▸ What the exercise asks
Below are records; extract exactly the lines from the one with "Return the outline of every instance of the sun" through the final line, including both, but drop the pictures.

▸ Dataset records
********************

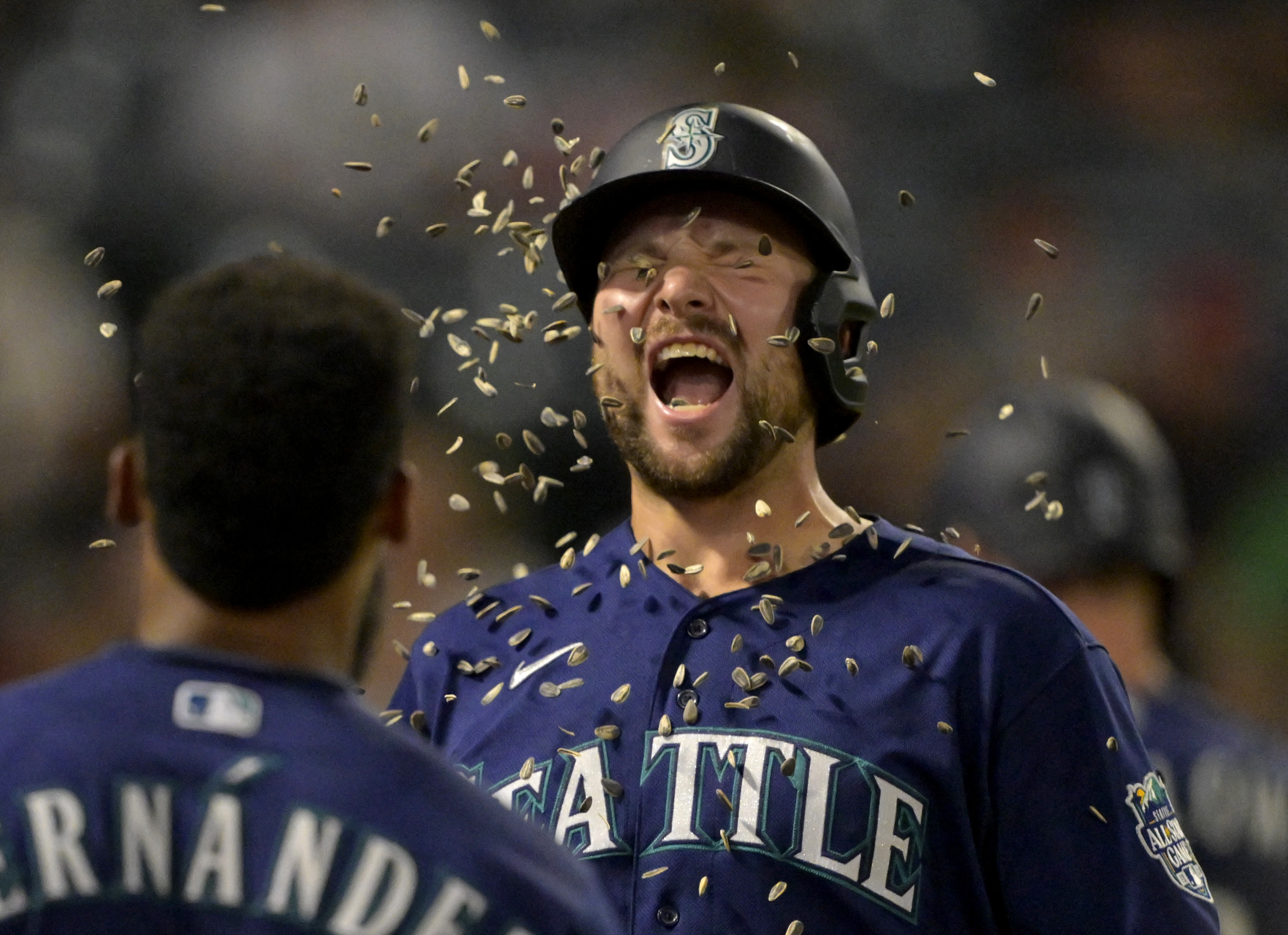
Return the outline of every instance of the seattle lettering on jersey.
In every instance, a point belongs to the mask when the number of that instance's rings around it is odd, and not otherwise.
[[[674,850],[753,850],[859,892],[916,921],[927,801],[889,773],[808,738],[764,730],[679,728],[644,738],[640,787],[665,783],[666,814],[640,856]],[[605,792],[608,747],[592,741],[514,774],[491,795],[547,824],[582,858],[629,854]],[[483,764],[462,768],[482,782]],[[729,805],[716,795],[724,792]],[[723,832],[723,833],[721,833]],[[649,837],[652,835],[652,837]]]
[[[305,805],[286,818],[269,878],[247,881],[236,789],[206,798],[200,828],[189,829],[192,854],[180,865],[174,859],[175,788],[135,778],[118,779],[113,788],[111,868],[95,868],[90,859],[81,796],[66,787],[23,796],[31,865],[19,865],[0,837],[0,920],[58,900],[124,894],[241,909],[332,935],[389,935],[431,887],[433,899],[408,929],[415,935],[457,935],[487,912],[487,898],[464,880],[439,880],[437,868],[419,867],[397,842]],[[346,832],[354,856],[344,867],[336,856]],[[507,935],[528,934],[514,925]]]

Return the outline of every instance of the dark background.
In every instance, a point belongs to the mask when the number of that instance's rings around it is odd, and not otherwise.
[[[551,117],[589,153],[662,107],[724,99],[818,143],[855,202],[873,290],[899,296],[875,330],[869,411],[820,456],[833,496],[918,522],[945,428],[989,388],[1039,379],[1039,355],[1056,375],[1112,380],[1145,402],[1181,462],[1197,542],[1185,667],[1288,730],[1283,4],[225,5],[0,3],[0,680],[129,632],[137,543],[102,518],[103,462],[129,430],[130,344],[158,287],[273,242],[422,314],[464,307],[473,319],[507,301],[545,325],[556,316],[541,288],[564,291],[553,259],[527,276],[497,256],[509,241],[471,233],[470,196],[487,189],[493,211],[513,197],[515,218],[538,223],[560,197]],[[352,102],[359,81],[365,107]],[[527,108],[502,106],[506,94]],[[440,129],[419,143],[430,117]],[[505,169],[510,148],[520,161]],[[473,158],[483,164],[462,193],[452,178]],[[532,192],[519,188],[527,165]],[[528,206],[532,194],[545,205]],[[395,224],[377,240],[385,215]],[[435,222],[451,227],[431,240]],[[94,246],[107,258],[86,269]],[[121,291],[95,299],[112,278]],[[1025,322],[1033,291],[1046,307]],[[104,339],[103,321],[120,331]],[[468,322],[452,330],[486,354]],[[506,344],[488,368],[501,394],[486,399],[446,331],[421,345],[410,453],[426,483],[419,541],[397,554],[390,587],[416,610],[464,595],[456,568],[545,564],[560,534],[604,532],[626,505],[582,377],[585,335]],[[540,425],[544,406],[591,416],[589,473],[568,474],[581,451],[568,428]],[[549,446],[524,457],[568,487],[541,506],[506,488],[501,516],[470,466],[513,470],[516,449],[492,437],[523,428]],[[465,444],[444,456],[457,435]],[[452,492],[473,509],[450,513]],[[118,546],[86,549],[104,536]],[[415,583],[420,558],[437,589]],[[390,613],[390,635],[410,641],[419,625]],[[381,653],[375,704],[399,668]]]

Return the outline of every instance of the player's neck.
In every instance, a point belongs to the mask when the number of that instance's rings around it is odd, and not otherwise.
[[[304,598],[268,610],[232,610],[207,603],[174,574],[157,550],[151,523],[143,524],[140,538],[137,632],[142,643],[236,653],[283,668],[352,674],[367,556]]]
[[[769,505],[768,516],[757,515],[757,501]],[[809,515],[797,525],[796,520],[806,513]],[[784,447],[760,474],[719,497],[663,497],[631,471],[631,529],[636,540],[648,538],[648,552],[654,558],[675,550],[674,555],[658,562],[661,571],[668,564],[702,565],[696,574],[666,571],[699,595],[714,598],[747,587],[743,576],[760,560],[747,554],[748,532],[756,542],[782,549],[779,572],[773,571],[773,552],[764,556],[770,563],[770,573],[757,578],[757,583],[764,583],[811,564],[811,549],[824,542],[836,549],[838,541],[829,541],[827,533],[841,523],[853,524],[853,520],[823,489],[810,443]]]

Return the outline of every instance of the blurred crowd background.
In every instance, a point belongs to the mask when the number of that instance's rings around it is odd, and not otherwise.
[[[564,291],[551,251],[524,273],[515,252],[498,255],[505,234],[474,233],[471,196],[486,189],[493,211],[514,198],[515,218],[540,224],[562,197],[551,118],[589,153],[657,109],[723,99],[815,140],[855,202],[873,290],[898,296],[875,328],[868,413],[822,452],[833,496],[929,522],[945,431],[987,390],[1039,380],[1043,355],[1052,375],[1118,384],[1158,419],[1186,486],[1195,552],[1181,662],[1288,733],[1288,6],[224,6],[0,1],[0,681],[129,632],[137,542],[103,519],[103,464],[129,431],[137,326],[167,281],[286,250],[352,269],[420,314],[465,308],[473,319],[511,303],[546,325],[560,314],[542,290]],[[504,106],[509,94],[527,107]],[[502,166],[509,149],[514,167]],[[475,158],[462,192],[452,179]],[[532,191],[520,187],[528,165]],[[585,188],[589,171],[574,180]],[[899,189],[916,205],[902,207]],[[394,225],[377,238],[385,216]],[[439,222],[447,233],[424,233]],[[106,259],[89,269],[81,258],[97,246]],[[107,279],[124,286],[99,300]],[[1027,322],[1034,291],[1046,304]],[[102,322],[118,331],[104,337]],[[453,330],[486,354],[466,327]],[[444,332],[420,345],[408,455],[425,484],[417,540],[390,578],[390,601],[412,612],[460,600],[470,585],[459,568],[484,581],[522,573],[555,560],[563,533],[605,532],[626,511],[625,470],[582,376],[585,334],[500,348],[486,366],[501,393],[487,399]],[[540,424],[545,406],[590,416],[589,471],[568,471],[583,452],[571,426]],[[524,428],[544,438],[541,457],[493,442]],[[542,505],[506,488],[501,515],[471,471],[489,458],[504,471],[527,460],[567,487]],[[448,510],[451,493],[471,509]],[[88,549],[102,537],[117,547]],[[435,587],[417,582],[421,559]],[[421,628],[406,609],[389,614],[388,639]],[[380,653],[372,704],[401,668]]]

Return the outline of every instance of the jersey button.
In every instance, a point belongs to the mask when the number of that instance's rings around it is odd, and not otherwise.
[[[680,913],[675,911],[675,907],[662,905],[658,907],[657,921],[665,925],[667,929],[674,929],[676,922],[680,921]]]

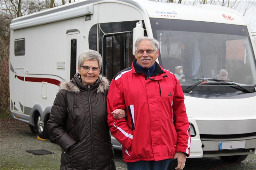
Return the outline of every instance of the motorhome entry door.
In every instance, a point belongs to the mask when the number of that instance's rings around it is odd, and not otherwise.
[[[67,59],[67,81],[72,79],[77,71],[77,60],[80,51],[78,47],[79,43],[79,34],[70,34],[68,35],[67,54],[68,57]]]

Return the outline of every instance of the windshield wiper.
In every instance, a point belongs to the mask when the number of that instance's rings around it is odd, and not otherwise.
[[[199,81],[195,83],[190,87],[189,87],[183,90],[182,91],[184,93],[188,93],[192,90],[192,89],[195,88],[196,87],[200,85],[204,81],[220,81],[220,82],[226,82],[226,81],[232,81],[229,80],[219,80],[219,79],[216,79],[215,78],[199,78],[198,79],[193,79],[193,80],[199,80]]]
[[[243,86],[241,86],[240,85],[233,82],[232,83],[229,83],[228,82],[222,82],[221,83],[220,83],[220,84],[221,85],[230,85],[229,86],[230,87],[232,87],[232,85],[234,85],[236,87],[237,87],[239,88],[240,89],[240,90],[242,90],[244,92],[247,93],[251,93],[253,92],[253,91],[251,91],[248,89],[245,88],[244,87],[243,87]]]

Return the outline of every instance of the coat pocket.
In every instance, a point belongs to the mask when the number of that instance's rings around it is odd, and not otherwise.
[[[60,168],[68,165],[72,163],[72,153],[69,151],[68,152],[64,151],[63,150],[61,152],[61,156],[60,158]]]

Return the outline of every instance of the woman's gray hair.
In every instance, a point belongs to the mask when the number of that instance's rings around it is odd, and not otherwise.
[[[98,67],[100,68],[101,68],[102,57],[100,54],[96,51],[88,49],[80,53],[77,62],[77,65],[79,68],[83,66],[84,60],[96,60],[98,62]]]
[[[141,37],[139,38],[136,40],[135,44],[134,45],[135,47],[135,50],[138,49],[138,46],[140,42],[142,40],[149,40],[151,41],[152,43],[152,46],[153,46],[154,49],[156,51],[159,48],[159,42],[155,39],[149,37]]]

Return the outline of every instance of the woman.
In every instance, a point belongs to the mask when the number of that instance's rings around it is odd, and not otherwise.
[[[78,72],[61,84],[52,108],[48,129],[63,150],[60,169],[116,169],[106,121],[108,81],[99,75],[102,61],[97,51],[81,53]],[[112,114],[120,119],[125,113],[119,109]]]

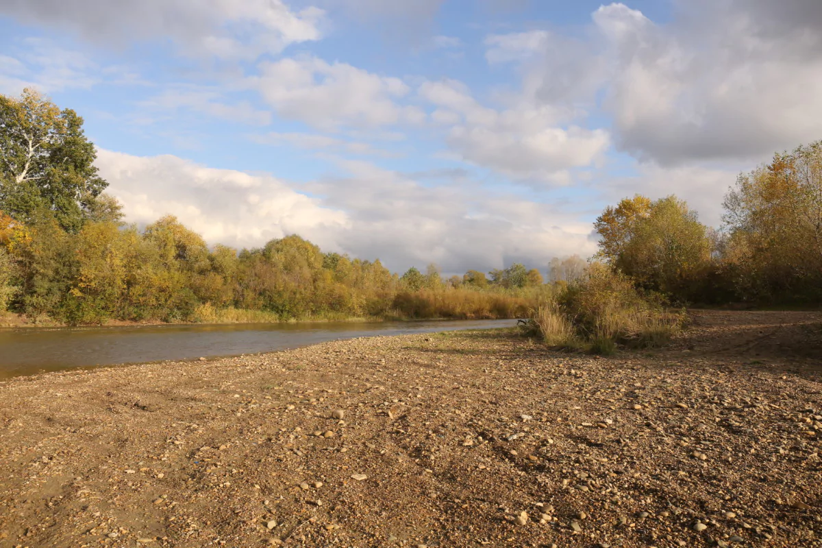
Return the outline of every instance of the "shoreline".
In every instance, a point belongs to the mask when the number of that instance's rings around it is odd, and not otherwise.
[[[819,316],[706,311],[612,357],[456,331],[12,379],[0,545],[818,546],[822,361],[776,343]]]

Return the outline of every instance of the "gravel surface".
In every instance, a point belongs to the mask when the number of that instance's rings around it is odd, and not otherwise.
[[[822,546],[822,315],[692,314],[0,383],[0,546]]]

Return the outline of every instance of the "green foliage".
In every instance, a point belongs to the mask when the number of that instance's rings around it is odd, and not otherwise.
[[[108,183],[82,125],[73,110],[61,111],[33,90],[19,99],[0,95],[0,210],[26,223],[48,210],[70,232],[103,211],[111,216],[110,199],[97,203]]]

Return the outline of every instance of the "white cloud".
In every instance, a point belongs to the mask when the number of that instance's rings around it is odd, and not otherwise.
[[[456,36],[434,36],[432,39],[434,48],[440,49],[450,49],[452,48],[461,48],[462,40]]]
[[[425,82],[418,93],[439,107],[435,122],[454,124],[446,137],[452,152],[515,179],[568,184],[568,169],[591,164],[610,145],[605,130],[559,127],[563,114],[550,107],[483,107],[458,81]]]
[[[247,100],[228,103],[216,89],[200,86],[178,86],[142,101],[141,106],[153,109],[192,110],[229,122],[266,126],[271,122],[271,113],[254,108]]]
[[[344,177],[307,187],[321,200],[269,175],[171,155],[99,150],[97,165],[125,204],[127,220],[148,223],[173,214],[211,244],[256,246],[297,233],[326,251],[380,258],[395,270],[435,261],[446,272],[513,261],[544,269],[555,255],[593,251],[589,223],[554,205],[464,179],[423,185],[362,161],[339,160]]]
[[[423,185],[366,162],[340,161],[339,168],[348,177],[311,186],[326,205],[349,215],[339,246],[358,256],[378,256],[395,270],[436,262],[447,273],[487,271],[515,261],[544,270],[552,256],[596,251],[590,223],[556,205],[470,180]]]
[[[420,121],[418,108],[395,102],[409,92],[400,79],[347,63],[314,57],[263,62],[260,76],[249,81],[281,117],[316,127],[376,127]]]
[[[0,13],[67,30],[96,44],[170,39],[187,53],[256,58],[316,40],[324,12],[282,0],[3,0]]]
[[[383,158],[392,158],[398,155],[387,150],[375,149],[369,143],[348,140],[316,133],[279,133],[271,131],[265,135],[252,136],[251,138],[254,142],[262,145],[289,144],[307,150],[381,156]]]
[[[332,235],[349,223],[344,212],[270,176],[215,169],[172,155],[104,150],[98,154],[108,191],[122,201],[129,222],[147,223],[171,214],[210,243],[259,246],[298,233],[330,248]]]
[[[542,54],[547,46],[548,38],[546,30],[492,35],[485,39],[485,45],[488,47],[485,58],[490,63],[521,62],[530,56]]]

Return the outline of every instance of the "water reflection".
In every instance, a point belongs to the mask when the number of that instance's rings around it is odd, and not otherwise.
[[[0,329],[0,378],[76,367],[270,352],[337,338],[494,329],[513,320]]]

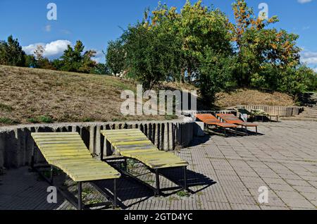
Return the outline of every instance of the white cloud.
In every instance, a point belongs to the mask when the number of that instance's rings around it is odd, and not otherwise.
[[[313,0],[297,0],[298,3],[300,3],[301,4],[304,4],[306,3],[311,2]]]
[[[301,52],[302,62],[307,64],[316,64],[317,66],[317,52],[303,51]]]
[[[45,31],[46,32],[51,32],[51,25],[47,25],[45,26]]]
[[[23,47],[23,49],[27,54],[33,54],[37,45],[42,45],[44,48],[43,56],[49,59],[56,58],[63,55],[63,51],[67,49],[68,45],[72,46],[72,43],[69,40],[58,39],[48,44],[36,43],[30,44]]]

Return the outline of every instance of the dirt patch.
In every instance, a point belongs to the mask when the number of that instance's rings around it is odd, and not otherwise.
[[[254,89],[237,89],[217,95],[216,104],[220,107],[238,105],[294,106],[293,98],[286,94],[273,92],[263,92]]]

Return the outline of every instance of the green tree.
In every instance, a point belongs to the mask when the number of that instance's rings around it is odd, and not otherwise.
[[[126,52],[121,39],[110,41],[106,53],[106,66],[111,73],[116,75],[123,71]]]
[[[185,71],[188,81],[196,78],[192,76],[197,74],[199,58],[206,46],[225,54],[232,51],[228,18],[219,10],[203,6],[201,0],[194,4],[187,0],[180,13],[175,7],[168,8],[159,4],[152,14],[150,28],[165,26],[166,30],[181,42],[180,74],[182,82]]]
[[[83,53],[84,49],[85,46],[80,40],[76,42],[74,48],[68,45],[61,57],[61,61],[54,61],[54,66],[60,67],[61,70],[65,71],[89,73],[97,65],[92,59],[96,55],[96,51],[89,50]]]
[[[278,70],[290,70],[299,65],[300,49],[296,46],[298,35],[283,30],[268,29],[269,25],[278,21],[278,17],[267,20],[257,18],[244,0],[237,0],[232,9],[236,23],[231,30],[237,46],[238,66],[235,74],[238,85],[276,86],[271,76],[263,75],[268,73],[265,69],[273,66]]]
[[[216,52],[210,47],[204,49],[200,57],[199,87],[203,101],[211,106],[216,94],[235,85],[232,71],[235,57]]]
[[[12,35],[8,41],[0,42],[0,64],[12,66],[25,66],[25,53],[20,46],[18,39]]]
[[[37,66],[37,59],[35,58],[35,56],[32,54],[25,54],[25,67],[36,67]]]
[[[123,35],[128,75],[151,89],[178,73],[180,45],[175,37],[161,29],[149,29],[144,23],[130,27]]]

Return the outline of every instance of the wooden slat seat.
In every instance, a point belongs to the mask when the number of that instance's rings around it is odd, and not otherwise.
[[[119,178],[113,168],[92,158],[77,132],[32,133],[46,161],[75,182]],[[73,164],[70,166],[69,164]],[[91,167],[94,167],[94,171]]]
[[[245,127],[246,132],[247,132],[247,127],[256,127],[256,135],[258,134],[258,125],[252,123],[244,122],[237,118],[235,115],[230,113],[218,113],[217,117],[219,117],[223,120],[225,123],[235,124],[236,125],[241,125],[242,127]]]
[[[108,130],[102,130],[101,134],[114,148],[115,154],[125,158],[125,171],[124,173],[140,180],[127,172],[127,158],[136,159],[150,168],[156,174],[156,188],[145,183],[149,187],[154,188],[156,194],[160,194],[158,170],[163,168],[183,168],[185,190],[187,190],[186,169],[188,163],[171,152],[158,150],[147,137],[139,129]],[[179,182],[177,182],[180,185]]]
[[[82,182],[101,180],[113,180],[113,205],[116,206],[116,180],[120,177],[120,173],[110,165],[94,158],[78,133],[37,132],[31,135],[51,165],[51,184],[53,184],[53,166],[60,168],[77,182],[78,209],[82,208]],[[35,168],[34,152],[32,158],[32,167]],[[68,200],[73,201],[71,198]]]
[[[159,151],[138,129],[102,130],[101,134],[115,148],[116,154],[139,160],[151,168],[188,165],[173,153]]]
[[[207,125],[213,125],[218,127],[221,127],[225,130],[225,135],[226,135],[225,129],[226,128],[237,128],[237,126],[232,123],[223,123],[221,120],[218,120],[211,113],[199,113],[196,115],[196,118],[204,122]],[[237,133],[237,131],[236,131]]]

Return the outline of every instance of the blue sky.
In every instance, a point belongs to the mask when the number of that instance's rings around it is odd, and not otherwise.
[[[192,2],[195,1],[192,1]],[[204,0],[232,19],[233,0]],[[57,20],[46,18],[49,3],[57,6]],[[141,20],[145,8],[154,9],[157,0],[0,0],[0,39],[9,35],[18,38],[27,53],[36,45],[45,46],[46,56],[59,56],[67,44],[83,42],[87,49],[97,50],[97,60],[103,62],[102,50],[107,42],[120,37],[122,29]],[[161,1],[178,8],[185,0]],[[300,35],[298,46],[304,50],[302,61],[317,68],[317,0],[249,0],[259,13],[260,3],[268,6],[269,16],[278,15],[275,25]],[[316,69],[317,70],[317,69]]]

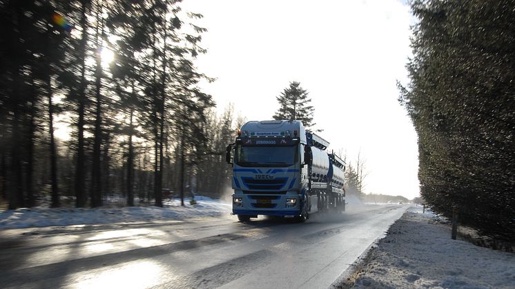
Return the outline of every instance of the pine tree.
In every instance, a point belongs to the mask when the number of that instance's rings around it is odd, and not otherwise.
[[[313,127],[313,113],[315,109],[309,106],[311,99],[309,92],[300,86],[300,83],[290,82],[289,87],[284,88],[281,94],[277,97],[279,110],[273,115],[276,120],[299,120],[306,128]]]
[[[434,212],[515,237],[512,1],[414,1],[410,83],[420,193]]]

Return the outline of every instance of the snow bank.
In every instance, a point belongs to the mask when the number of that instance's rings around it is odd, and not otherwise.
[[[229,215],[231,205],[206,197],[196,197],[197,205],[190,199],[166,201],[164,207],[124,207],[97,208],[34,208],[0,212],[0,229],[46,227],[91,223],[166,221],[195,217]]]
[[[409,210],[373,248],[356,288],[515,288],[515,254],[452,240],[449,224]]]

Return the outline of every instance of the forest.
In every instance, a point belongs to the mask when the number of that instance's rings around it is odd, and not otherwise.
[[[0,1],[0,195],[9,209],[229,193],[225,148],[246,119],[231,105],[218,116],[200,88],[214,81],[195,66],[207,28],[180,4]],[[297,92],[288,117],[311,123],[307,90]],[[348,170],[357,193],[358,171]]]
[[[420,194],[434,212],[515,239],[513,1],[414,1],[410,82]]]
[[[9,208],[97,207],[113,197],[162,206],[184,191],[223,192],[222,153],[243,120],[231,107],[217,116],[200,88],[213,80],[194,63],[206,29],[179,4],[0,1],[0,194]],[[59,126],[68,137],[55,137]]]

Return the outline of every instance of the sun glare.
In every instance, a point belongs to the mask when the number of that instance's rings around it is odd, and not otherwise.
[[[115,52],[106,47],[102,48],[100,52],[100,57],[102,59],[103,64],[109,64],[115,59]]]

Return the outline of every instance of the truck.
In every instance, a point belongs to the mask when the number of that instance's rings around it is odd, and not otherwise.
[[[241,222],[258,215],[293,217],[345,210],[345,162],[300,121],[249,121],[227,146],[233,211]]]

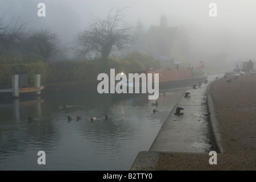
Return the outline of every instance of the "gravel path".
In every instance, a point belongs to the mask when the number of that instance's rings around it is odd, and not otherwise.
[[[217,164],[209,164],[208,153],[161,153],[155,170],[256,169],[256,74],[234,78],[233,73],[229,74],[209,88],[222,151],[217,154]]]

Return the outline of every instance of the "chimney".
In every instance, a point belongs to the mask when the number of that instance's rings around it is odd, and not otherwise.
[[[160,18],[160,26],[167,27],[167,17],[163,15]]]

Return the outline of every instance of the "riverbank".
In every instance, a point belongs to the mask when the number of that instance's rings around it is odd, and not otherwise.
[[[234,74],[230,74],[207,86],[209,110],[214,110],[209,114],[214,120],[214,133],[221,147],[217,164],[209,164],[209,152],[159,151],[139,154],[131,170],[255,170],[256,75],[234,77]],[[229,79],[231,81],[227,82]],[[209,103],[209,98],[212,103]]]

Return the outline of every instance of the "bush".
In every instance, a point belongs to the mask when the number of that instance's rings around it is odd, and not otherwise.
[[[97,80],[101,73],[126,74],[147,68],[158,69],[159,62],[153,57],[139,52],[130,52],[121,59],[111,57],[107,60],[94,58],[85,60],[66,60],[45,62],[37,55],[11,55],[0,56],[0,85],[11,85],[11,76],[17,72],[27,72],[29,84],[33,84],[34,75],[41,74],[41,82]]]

********************

▸ Solution
Return the outline of every instance of the sun glare.
In every instance, a point belongs to the mask when the number of that instance's rings around it is odd, and not otherwise.
[[[115,52],[106,47],[102,48],[100,52],[100,57],[102,59],[103,64],[109,64],[115,59]]]

Return the outline of every instance of the truck.
In every instance, a point belongs to the mask when the number of that instance's rings around it is odd, and not otherwise.
[[[241,222],[258,215],[293,217],[345,210],[345,162],[300,121],[249,121],[227,146],[233,211]]]

Return the outline of every instance of the "gravel path".
In every instance, a point belongs to the mask when the number of that instance's rings around it is odd, and not otherwise.
[[[217,164],[209,164],[208,153],[161,153],[155,170],[256,169],[256,74],[234,78],[233,73],[229,74],[209,88],[222,151],[217,154]]]

Return the outline of every instance of the "chimney".
In every instance, a point belongs to the mask when the number of that instance's rings around it is odd, and not otherwise.
[[[160,18],[160,26],[167,27],[167,17],[163,15]]]

Return the outline of every instance of the "riverbank".
In every instance, a point belongs to the mask when the number of that instance's rings around it is odd, and not otherwise.
[[[234,74],[230,74],[207,86],[209,110],[214,110],[209,114],[214,120],[214,133],[221,147],[217,164],[209,164],[209,152],[159,151],[139,154],[131,170],[255,170],[256,75],[234,77]],[[229,79],[231,81],[227,82]],[[209,103],[209,98],[212,103]]]

Return the outline of every instance of the "bush".
In every instance, a point belongs to the mask when the number of that instance's rings around it is odd, and not otherwise.
[[[97,80],[101,73],[126,74],[147,68],[158,69],[159,62],[153,57],[139,52],[130,52],[121,59],[111,57],[107,60],[94,58],[85,60],[66,60],[45,62],[37,55],[11,55],[0,56],[0,85],[11,85],[11,76],[17,72],[27,72],[29,84],[33,84],[34,75],[41,74],[41,82]]]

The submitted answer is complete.